> Set problem: Reproduce every line of the material below word for word, without changing anything.

-- Records for the exercise start --

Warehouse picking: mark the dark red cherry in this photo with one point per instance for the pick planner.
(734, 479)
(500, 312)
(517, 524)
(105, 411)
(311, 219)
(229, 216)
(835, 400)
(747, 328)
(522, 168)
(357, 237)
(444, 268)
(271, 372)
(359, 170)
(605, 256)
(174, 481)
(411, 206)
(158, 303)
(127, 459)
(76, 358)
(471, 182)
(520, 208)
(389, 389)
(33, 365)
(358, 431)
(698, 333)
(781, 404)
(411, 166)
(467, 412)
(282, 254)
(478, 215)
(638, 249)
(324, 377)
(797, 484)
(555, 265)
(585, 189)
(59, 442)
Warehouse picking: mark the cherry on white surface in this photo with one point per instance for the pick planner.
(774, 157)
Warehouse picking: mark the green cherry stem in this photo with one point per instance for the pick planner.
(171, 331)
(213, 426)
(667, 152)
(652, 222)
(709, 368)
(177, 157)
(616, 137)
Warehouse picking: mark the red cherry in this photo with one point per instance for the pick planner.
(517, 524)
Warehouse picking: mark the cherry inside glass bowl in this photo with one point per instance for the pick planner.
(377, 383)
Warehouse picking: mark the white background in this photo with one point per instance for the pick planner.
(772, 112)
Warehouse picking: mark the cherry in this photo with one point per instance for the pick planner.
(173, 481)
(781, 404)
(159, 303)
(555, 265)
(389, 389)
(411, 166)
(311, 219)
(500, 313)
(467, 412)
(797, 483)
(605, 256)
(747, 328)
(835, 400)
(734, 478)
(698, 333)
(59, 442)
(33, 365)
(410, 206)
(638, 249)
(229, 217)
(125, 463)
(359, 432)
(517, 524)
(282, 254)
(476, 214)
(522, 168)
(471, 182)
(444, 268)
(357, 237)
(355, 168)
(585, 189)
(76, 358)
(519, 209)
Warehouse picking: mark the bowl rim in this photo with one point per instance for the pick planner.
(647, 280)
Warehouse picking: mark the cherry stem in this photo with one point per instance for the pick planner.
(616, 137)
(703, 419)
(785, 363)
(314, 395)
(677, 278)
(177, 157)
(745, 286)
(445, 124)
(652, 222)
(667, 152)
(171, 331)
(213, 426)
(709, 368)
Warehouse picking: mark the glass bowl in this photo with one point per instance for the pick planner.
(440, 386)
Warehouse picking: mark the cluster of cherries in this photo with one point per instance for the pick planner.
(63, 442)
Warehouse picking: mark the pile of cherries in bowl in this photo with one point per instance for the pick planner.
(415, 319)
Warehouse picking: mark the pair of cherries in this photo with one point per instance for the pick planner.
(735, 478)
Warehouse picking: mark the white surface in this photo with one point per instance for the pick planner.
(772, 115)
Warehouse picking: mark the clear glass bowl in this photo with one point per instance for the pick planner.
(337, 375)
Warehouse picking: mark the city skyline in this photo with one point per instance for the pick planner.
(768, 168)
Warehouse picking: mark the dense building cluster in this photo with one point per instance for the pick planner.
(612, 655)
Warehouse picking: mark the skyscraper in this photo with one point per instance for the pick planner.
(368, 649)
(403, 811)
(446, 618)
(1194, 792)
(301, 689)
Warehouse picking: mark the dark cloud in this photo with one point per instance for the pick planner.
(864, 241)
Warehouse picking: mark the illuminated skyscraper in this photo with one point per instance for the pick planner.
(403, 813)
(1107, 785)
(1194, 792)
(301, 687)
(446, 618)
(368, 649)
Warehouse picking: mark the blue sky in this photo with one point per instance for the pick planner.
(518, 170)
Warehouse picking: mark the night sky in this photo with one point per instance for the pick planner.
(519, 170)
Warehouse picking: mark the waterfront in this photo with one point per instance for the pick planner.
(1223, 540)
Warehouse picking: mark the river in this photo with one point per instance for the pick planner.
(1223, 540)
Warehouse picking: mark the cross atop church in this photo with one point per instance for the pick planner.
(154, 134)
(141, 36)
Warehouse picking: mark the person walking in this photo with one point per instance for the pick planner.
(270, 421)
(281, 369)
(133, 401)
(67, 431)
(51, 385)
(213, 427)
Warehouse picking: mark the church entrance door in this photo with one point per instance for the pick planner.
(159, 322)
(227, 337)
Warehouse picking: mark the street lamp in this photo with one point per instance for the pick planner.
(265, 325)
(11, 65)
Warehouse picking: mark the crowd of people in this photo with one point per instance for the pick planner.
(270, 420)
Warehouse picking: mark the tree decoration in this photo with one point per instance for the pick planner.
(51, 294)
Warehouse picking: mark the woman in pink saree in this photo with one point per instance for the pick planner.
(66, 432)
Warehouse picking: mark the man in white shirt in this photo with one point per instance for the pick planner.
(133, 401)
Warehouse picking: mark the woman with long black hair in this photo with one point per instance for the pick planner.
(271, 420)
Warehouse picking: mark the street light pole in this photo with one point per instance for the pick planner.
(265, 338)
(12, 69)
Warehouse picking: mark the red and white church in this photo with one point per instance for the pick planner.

-- Records for the exercise end --

> The reply:
Warehouse picking: mark the dark red cherry in this photo with one point per instance for the pick planner.
(734, 479)
(500, 312)
(517, 524)
(105, 411)
(311, 219)
(229, 216)
(835, 400)
(747, 328)
(522, 168)
(357, 237)
(444, 268)
(271, 372)
(359, 170)
(605, 256)
(174, 481)
(411, 206)
(158, 303)
(127, 459)
(76, 358)
(471, 182)
(520, 208)
(389, 389)
(33, 365)
(358, 431)
(698, 333)
(781, 404)
(411, 166)
(467, 412)
(282, 254)
(478, 215)
(638, 249)
(324, 377)
(797, 484)
(555, 265)
(585, 189)
(59, 442)
Warehouse picking: mark the cherry on white surface in this photo with one point per instance for the pick planner.
(774, 157)
Warehouse picking: mark the green cherry stem in this photo with one point per instance for the pick planner.
(171, 331)
(213, 426)
(667, 152)
(652, 222)
(709, 368)
(177, 157)
(616, 137)
Warehouse picking: mark the red cherry in this photo with one point per instance for the pick planner.
(517, 524)
Warehouse picking: mark the cherry inside glass bowl in this photo with one point per instance for the pick planner.
(377, 383)
Warehouse picking: mark the white background in this photo with one point per instance for the pick planner.
(772, 112)
Warehouse picking: mark the cherry in this photo with one point per instance for the pick planner.
(173, 481)
(781, 404)
(159, 303)
(555, 265)
(389, 389)
(411, 166)
(311, 219)
(500, 313)
(467, 412)
(797, 483)
(605, 256)
(747, 328)
(835, 400)
(734, 478)
(698, 333)
(59, 442)
(33, 365)
(410, 206)
(638, 249)
(229, 217)
(125, 463)
(359, 432)
(517, 524)
(282, 254)
(476, 214)
(522, 168)
(471, 182)
(444, 268)
(357, 237)
(355, 168)
(585, 189)
(76, 358)
(519, 209)
Warehouse picking: mark the bowl rim in this photo with one point per instance for the pick planner.
(647, 280)
Warehouse picking: mark the cherry stem in this photo with one point per instance for the pick planner.
(616, 137)
(703, 419)
(785, 363)
(314, 395)
(677, 278)
(177, 157)
(745, 286)
(445, 124)
(652, 222)
(667, 152)
(171, 331)
(213, 426)
(709, 368)
Warehouse picking: mark the glass bowl in this photo with one point per instance for the pick planner.
(440, 386)
Warehouse picking: mark the cluster of cherries in this photo with one point per instance for the pick planner.
(63, 442)
Warehouse picking: mark the pile of cherries in bowl in this photo with one point per instance for the pick planner.
(415, 319)
Warehouse picking: mark the pair of cherries in this photo with one point per instance for the pick planner.
(735, 478)
Warehouse picking: mark the white surface in this photo with one point per instance for the pick planner.
(772, 115)
Warehouse picking: mark the clear glass bowl in this photo with one point per instance for the pick planner.
(337, 375)
Warehouse picking: mark the city skyline in this photo with one point per instance for the pick planner.
(768, 168)
Warehouse picking: mark the dense building cluster in this photo with one point per instance for the pick planner.
(612, 655)
Warehouse picking: mark the skyscraper in this photo with one point per instance for the pick planner.
(368, 649)
(403, 811)
(446, 618)
(1194, 792)
(301, 689)
Warehouse picking: mark the dark cloud in this photo with one point per instance for the pick planner.
(864, 241)
Warehouse picking: mark the illuminated skyscraper in this photo with one point per instance for the pick planner.
(403, 813)
(1107, 785)
(1194, 792)
(301, 687)
(446, 618)
(368, 649)
Warehouse picking: mark the blue sky in this photo with one point per instance for the pick planner.
(518, 170)
Warehouse picking: mark the night sky in this photo with one point per instance for the pick planner.
(519, 170)
Warehouse picking: mark the waterfront in this photo with one point per instance for the pick planner.
(1223, 540)
Warehouse picking: mark the river in this photo with one point per instance for the pick planner.
(1223, 540)
Warehouse picking: mark the cross atop church in this photo with one point per instance for the pick planner.
(154, 134)
(141, 36)
Warehouse picking: mark the person walking in this photo with one point per instance for the pick planner.
(270, 421)
(281, 369)
(133, 401)
(67, 431)
(51, 385)
(213, 427)
Warehouse picking: mark the church entrance door in this photo with one point per instance for the pick planner.
(159, 322)
(227, 337)
Warehouse picking: mark the street lamp in this photo with one point per instance for the pick planner.
(265, 325)
(11, 65)
Warehouse picking: mark the crowd of people in this photo with one point per instance for the pick planner.
(270, 420)
Warehouse picking: mark the tree decoration in this photo with one point per instance for the pick planner.
(51, 294)
Warehouse picking: mark the woman in pink saree in this photo with one point per instance for the pick planner.
(66, 432)
Warehouse picking: mark the man in white shirt in this photo with one point per instance for the pick planner.
(133, 401)
Warehouse picking: mark the woman with long black hair in this photo with one point per instance for the pick planner.
(271, 420)
Warehouse picking: mark the street light pole in this photo with one point per instance for the pick planner.
(265, 338)
(12, 69)
Warehouse picking: mark the red and white church in this photo with one point per instance for the pick planner.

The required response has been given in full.